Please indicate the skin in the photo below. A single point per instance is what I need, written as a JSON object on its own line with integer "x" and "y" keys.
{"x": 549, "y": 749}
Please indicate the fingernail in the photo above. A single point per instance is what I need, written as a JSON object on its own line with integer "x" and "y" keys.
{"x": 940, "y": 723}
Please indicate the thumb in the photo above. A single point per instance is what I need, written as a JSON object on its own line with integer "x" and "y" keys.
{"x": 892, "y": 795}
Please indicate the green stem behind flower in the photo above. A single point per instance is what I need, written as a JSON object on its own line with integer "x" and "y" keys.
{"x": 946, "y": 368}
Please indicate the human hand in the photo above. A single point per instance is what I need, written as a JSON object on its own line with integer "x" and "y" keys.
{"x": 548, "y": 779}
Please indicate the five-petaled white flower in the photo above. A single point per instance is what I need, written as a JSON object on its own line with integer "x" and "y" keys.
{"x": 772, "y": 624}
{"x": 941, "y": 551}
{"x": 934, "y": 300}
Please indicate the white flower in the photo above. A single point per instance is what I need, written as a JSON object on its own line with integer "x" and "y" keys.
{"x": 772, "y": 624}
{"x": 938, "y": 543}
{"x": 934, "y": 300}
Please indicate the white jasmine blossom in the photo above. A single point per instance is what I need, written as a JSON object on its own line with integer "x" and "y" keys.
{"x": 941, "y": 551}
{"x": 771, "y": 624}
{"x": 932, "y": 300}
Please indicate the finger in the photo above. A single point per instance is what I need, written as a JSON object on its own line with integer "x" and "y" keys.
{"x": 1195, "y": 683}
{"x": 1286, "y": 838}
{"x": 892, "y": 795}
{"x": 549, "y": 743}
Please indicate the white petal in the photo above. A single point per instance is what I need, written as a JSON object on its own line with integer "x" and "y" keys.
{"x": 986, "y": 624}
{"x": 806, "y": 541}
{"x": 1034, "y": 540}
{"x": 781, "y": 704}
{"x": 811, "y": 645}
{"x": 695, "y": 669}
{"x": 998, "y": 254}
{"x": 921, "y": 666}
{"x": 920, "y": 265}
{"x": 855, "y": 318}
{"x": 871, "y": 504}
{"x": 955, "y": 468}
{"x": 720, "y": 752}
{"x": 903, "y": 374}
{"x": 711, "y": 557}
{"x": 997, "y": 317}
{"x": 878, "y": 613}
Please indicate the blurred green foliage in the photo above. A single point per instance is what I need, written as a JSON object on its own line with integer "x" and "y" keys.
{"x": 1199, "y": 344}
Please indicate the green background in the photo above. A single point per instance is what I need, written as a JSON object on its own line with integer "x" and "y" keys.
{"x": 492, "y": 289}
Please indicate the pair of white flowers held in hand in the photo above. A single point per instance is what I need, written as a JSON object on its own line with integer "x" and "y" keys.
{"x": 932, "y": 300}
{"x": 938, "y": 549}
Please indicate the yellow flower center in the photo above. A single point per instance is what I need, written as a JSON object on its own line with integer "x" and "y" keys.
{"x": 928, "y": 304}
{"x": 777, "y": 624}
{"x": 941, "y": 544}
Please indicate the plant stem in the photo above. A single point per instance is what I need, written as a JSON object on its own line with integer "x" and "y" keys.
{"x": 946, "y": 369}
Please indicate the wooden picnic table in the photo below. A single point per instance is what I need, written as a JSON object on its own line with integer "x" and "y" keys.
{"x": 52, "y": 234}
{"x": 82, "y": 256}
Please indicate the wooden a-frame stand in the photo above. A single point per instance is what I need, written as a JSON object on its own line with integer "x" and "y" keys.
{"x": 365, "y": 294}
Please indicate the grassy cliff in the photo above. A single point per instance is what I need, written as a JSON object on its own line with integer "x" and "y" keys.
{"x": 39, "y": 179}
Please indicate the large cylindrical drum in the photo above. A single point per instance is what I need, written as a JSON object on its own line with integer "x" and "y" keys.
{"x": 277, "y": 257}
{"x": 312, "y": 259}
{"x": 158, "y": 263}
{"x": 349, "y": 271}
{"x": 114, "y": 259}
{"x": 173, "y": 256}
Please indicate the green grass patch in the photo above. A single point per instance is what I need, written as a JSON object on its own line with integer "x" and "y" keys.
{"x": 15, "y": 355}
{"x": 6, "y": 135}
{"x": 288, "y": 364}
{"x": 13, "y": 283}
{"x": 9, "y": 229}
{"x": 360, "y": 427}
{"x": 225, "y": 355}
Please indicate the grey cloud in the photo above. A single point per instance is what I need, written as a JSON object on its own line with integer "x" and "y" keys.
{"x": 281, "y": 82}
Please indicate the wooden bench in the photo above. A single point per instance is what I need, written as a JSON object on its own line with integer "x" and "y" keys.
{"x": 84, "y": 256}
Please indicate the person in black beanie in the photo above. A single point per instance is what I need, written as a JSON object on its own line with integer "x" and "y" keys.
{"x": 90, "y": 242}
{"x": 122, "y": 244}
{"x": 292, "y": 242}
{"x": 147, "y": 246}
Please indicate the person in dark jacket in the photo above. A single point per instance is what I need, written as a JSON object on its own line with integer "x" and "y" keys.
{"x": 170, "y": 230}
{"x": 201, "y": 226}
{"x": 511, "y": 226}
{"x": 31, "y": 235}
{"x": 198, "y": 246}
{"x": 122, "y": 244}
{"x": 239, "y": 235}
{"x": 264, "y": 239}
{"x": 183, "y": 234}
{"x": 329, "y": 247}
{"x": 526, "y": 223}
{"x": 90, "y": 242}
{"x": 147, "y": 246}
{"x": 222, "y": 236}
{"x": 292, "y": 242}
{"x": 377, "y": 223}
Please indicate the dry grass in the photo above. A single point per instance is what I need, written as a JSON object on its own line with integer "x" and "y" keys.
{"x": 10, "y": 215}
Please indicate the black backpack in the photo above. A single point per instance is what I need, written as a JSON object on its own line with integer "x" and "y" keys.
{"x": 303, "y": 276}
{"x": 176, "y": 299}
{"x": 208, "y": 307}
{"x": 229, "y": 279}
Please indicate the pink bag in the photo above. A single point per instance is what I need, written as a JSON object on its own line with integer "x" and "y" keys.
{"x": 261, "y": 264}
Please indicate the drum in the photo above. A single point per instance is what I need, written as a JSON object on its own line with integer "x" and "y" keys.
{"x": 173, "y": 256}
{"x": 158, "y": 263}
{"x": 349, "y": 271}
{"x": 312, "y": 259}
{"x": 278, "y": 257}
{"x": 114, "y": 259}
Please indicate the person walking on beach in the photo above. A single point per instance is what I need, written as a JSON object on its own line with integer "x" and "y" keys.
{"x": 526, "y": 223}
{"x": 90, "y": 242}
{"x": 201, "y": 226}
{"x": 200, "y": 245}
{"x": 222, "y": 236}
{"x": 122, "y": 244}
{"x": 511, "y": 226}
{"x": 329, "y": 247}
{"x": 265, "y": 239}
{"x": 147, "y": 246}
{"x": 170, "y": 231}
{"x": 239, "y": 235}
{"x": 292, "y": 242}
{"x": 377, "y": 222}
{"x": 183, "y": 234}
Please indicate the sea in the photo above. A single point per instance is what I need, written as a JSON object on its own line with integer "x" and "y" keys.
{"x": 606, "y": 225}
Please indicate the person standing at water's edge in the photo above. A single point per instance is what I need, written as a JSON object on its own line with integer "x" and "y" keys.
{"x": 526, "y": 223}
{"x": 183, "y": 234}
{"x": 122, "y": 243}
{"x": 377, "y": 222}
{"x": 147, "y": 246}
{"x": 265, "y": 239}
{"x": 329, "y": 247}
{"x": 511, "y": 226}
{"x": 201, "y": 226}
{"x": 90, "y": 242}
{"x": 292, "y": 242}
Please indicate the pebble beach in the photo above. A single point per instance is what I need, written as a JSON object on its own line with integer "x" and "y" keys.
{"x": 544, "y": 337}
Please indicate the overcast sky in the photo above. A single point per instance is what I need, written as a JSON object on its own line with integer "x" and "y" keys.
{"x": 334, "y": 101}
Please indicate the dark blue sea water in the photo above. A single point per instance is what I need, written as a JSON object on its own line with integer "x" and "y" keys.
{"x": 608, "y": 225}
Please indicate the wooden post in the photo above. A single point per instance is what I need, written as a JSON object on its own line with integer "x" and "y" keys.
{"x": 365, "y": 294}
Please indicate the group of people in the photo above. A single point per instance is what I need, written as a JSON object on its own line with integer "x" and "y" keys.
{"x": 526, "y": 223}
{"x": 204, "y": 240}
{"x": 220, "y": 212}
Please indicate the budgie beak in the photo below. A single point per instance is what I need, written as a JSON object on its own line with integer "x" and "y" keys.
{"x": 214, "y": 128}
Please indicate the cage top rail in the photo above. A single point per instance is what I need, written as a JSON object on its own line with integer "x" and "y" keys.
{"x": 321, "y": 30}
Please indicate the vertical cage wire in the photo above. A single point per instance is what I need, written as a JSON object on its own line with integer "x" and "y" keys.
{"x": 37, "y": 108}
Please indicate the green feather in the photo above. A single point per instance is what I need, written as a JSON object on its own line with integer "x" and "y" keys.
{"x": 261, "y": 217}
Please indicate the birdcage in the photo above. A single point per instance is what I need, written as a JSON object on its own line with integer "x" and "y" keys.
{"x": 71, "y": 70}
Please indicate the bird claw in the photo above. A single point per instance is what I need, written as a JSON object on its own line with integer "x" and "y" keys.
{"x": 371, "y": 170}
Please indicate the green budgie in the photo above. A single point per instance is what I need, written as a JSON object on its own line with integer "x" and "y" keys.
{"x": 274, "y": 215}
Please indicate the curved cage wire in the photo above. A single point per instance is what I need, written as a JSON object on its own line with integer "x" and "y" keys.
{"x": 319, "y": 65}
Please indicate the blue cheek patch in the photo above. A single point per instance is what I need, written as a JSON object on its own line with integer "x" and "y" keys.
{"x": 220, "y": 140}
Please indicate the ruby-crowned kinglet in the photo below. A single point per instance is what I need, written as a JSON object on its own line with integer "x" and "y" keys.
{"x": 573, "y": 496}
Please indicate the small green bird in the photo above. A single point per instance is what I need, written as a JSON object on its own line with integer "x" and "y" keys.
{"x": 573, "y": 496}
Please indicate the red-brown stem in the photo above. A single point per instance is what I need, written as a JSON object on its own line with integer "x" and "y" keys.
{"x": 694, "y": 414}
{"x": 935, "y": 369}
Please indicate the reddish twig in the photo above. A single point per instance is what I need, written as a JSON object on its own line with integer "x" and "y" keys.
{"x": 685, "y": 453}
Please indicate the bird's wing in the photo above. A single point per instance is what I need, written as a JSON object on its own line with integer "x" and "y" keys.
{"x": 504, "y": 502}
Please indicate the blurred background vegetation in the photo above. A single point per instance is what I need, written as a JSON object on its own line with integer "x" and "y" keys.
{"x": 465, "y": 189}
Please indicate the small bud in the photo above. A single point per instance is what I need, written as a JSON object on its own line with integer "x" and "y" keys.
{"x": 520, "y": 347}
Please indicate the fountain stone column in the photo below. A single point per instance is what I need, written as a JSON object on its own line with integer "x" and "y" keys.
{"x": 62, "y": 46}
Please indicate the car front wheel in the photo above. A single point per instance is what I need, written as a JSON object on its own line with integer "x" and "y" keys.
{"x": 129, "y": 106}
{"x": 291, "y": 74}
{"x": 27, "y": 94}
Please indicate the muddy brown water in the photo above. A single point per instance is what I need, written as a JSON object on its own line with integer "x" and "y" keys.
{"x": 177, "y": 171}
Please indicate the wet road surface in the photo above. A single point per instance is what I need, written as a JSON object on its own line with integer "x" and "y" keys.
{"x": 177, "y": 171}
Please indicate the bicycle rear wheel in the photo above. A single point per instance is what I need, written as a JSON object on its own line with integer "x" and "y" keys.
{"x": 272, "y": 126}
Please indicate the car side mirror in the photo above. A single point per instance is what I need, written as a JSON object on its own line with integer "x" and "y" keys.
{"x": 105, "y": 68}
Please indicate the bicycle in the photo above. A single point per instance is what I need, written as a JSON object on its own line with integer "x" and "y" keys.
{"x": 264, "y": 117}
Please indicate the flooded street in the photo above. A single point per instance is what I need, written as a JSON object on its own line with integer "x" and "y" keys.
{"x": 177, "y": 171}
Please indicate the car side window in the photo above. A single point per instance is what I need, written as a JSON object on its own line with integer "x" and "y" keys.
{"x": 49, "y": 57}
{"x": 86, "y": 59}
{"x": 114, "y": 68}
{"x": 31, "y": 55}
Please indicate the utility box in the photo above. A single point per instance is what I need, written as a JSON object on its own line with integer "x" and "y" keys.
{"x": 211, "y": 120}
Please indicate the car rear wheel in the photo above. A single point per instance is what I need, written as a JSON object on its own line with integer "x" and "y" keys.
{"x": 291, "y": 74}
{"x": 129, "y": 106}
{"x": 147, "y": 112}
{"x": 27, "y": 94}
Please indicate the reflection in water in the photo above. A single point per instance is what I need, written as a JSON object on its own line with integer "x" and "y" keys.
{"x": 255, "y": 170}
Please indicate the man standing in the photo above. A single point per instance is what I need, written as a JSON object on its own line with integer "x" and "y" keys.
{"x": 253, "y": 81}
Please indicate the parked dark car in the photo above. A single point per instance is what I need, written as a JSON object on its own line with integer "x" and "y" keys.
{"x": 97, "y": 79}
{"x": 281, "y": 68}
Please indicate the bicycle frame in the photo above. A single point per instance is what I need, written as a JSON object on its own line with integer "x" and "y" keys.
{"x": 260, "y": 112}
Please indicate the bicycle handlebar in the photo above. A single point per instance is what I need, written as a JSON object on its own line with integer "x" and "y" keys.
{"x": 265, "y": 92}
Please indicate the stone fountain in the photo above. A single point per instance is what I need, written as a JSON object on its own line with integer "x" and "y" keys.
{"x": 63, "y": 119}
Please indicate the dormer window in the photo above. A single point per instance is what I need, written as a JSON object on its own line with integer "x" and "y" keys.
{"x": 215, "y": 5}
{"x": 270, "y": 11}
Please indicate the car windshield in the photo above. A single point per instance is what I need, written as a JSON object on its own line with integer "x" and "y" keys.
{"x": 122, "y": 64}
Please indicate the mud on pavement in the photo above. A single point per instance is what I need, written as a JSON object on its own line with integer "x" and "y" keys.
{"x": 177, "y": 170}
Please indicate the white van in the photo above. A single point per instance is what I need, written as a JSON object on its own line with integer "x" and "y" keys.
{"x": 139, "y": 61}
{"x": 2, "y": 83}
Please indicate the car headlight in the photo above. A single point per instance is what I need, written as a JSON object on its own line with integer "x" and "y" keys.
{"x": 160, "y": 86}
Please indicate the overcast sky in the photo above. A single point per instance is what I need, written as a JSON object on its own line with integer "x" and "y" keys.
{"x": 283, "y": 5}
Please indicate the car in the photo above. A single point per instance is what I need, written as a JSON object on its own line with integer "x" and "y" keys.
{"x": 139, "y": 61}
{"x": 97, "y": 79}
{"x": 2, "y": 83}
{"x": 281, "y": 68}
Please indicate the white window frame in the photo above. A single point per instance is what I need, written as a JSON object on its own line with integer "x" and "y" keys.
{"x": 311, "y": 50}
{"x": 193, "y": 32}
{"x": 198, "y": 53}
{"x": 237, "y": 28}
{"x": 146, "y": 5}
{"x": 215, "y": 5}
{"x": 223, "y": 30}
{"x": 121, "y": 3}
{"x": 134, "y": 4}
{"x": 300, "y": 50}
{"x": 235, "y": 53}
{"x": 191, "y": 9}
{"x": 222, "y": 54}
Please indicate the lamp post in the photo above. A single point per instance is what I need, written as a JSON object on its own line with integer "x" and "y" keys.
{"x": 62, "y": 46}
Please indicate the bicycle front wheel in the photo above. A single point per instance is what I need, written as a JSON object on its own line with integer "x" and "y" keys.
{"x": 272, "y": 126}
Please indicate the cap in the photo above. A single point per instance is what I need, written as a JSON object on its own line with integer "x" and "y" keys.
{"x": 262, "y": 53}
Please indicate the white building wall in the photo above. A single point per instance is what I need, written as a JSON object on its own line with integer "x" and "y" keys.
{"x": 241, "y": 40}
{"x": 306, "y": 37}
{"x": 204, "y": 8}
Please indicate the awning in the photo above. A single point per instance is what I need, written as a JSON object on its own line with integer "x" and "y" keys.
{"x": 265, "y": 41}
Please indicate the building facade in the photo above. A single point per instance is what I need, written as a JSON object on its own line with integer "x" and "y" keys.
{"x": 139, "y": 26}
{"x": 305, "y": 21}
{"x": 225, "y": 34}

-------------------------

— Task objective —
Return the lines above, from the one containing "Please indicate the awning" to the end, exactly as they stand.

— Result of the exercise —
Please indicate the awning in the photo above. A single point per instance is what I need, written as a JSON object on its own line with integer "x" and "y" keys.
{"x": 265, "y": 41}
Please indicate the building facade in the photo above. A single point per instance is what I need, written as a JSON object on its own line with integer "x" and "y" keys.
{"x": 139, "y": 26}
{"x": 305, "y": 21}
{"x": 225, "y": 34}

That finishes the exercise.